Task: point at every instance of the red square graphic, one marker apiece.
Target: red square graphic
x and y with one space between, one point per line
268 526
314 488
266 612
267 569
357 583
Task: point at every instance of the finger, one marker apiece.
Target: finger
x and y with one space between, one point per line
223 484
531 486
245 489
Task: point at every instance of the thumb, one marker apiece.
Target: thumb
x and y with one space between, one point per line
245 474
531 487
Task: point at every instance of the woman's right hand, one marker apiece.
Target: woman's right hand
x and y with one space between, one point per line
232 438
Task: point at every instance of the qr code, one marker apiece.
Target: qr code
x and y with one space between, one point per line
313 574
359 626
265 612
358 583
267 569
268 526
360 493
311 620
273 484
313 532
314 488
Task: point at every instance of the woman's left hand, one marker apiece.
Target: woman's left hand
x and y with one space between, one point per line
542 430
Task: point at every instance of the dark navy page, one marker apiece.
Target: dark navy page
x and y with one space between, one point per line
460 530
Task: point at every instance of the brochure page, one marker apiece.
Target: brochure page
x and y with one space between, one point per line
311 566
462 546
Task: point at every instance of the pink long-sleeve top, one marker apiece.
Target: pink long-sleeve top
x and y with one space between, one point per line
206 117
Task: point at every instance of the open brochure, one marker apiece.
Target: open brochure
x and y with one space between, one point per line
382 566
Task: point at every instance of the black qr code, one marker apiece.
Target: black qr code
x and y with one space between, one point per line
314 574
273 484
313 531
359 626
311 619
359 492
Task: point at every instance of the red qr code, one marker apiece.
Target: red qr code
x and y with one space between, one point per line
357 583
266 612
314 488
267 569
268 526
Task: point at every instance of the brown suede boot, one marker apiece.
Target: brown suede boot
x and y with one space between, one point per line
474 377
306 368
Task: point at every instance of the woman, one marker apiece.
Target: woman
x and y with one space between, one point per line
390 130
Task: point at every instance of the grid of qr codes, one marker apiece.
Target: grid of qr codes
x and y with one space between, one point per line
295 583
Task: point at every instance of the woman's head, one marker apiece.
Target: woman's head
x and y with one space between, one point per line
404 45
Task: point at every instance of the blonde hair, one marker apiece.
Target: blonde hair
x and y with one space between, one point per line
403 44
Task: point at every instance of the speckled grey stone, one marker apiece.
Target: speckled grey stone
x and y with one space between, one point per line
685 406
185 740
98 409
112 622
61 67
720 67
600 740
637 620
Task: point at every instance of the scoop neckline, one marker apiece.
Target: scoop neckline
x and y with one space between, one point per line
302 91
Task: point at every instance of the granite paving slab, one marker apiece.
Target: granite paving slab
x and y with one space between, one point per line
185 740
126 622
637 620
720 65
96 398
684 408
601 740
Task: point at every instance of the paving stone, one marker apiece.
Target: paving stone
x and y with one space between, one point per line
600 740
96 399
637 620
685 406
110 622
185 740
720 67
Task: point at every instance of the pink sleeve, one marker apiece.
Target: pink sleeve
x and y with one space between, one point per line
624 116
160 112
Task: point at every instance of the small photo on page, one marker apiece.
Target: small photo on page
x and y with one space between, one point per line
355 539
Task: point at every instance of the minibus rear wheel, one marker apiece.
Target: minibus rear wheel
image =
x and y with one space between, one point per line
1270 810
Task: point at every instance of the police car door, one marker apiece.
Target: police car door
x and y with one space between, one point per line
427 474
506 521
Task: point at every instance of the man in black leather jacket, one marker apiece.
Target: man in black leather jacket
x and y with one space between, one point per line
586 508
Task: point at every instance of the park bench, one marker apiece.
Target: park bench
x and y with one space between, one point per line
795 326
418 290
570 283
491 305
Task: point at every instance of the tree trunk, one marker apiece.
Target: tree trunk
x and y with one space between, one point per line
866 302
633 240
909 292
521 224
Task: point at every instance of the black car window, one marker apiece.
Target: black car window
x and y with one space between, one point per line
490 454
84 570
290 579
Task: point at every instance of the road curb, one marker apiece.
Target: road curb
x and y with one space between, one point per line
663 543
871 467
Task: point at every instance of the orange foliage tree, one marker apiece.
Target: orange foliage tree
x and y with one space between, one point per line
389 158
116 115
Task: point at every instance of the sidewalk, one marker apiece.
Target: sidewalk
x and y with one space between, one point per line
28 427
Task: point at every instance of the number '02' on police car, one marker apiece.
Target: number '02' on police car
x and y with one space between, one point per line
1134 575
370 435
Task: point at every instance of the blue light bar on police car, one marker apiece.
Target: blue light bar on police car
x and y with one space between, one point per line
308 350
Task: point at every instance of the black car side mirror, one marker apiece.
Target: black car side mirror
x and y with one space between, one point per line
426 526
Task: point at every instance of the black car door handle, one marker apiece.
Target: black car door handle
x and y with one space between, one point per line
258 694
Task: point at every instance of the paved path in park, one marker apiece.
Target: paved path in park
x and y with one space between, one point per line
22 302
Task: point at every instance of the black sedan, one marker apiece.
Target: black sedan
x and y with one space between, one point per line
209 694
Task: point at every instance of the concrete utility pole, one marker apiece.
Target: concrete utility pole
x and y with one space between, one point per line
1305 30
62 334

=-=-=-=-=

**AIM:**
Repeat the listing above without any change.

**WRITTEN RESPONSE:**
Task: point at every instance of the red square graphic, one marker apiece.
Target: red square graphic
x and y with one space between, one point per line
268 526
314 488
266 612
267 569
357 583
Task: point at every instance of the finger, one marker apiece.
Target: finger
x and y with one space between, one point per line
223 484
531 486
245 489
Task: point at every instance of the thumb, one marker apiece.
Target: thumb
x and y with one space between, one point per line
245 474
531 487
Task: point at every instance of the woman's right hand, one marker apiece.
Target: woman's right hand
x and y with one space between, one point per line
232 438
Task: point at every instance of the qr code, one marker apiece.
Target: qr code
x and y with one space between, one point per line
313 574
359 626
265 612
358 583
267 569
268 526
360 493
311 620
273 484
313 532
314 488
Task: point at every instance of the woman's left hand, one marker apiece.
Target: woman's left hand
x and y with one space between, one point per line
542 430
Task: point at every instance of the dark navy page, one marker apiece.
Target: dark navy page
x and y with one space between, one point per line
460 530
Task: point at every instance of the brochure page, one marker apiece.
Target: brochure page
x and y with one space between, one point per line
311 566
462 546
Task: point at every instance of the pink long-sleeve top, one marker apiece.
Target: pink long-sleeve top
x and y with one space between, one point per line
206 117
Task: point at every instance of the open brochure, one marker apiece.
Target: open brochure
x and y with one space between, one point per line
382 566
Task: point at every instance of the black qr code, one marker apiece.
Target: black qr code
x and y with one space between, one point per line
314 574
273 484
313 531
359 626
311 619
359 492
Task: point at every instance of the red qr code, one marker apiece.
Target: red qr code
x and y with one space between, one point per line
357 583
266 612
314 488
267 569
268 526
Task: point at every instance of the brown suede boot, one marker apiece.
Target: brown suede boot
x and y with one space between, one point per line
474 377
306 368
Task: point at every instance of the woman, one marker apiece.
Target: woman
x and y with one space between, one point per line
390 130
Task: point at every instance of the grid of qr codes, one marker apiece.
Target: grid of qr codes
x and y with one space between, one point per line
295 583
Task: point at every instance of the woman's head, one marker apiece.
Target: woman's head
x and y with one space between, one point per line
404 45
Task: point at every instance of the blonde hair, one marker apiece.
Target: blonde hair
x and y with one space between, one point per line
403 44
Task: point at every instance of the speckled grey stone, one marker apiece.
Target: speckled grey stone
x and y with one space between, one point per line
685 406
185 740
98 409
112 622
61 67
720 67
600 740
637 620
Task: point at every instance of the scoop neckline, one marker apiece.
Target: scoop neckline
x and y with one space between, one point per line
302 91
Task: point at every instance of the granite paving slab, one marker apiece.
Target: granite paving slab
x and y with one space between, one point per line
185 740
126 622
637 620
720 65
96 398
684 408
601 740
Task: point at every instance of the paving stone, one marker apiece.
Target: paving stone
x and y with one space between, one point per line
600 740
96 399
637 620
685 406
110 622
185 740
720 67
Task: point at every instance of the pink sleeve, one marker apiece.
Target: pink sleeve
x and y with one space between, one point per line
624 116
160 112
Task: point at every instance of the small photo on page, one marker apiece.
Target: small photo on page
x and y with one space between, one point per line
355 539
Task: point at every instance of the minibus rear wheel, one marker apiece.
Target: minibus rear wheel
image =
x and y with one space between, one point per line
1270 810
Task: point at every instance of the police car door, one marker apiece.
Target: police car door
x and y with one space between, one point per line
427 474
506 521
Task: point at every instance of the man in black leather jacket, one marker apiece.
Target: man in black leather jacket
x and y with one space between, one point per line
586 508
Task: point at every instance of the park bench, one marker apiece.
Target: park bench
x and y with one space between, one point per line
795 326
418 290
570 283
491 305
Task: point at every instance of the tree trunk, one marker apiece.
Target: tree trunk
x and y with one space between, one point per line
866 302
633 240
909 292
521 224
Task: point at every instance of the black car window, one marker apiece.
Target: black car window
x and y with one space between, one point per line
490 454
84 570
290 579
Task: point at every instance of the road curb, one marker apiece.
Target: road curb
x and y with one space between, one point per line
663 543
871 467
Task: point at every instance of the orange foliage tree, one marker apiece.
Target: orange foliage tree
x and y with one space between, one point per line
389 158
116 115
Task: point at every instance of the sidewalk, one marker apiece.
Target: sidewalk
x and y with one space between, one point per line
28 427
Task: point at every instance of the number '02' on police car, one marker apiece.
Target: number '02' on police car
x and y with one space between, one point per line
1134 575
370 435
Task: point at every instance of the blue light bar on police car, one marker apiece.
Target: blue light bar on police car
x and y with one space between, one point per line
308 350
Task: point at every instance of the black car side mirror, one marker apiece.
Target: black car side mirror
x and y with one space between, one point per line
426 526
Task: point at every instance of the black car door handle, one marker apiece.
Target: black car door handle
x and y with one space between, one point per line
258 694
Task: point at every instance of the paved path in park, one marker apiece.
Target: paved path in park
x and y with one space between, one point per line
22 302
Task: point at every instance of the black sedan, one marker apiece.
Target: black sedan
x and y with one space between, one point per line
209 694
Task: point at every instance of the concrete utility pole, one marker apiece.
Target: concrete utility pole
x and y with one space between, one point per line
1305 30
62 334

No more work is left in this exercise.